**TASK PROMPT**
Duplicate the listing word for word, from its first line up to and including the line that contains "x=561 y=689".

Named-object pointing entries

'''

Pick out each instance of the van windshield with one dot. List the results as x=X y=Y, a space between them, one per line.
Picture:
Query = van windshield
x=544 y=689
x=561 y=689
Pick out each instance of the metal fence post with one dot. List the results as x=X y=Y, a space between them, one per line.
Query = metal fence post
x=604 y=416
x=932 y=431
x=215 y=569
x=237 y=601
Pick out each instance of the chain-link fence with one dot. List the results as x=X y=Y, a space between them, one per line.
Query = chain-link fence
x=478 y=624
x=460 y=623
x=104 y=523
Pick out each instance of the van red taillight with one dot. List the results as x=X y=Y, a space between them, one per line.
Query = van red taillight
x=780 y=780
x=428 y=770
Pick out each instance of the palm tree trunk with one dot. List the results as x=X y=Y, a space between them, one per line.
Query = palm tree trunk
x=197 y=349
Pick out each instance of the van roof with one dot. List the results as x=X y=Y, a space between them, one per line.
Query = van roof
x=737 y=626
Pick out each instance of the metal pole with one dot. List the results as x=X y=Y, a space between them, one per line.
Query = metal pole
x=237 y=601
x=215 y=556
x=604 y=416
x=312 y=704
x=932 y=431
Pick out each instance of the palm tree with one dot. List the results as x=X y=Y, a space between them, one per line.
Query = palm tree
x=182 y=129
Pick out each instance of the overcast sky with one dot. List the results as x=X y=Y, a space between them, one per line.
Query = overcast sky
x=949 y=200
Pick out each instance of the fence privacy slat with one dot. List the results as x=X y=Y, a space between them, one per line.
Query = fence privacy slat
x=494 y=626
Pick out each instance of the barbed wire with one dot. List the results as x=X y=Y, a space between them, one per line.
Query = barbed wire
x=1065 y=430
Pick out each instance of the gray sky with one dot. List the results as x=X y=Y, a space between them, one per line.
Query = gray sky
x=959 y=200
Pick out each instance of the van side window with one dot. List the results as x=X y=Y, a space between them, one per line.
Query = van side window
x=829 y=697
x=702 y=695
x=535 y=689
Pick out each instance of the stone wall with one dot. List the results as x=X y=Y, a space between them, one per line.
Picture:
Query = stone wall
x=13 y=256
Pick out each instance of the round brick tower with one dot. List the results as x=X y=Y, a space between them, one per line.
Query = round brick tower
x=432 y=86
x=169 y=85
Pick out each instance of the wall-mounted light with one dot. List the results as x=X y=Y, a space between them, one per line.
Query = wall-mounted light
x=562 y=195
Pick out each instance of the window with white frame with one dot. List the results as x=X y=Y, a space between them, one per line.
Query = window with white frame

'''

**TASK RESPONSE**
Pick out each instance of the van windshield with one dot. List the results as x=X y=Y, a space between them, one per line.
Picture:
Query = van windshield
x=544 y=689
x=561 y=689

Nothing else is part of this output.